• **What this task involves**: Collect every line in the data below that contains the string "license", copying each one in full. Case counts, so only matches with the same capitalization qualify.

• **Data excerpts**:
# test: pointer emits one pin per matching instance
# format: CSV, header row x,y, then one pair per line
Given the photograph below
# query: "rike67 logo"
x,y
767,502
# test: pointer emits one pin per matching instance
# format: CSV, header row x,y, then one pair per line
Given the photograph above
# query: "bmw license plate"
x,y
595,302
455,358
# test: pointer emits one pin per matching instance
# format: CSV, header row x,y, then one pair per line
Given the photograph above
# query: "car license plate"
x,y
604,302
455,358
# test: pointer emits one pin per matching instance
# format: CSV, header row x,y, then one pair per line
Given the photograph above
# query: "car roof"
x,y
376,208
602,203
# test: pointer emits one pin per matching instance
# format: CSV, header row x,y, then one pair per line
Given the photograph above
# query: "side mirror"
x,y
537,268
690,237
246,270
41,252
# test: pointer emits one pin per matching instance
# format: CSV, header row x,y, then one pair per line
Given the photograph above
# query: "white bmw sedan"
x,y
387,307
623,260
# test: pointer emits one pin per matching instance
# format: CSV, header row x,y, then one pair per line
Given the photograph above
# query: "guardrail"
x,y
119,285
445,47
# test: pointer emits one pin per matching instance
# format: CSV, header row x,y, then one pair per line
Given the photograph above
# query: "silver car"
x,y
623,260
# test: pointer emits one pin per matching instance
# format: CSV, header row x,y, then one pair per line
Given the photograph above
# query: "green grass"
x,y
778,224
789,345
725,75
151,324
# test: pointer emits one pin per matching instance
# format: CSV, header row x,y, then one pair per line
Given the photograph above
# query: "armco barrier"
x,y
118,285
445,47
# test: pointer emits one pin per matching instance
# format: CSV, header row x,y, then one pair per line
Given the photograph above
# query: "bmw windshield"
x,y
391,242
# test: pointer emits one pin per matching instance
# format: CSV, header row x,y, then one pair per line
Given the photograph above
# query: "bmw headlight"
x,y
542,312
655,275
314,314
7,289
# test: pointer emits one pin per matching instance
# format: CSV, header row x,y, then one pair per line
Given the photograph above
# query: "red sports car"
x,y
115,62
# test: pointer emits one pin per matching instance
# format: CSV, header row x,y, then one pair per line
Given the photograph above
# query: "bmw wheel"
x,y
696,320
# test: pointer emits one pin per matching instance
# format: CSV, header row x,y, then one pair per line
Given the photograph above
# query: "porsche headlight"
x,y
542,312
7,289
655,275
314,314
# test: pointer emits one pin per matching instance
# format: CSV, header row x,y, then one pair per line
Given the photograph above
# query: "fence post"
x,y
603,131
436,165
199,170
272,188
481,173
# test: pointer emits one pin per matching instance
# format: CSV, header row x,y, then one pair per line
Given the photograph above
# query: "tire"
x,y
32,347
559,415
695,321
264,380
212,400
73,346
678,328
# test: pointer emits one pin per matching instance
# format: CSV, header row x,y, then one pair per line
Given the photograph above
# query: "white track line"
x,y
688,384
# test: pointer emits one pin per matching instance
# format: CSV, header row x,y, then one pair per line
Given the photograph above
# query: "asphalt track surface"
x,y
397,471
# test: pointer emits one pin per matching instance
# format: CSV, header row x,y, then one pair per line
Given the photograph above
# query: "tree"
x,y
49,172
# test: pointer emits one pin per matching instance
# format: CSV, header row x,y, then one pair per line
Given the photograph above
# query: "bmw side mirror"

• **Solution for this problem**:
# query: "bmw license plate"
# query: "car license plate"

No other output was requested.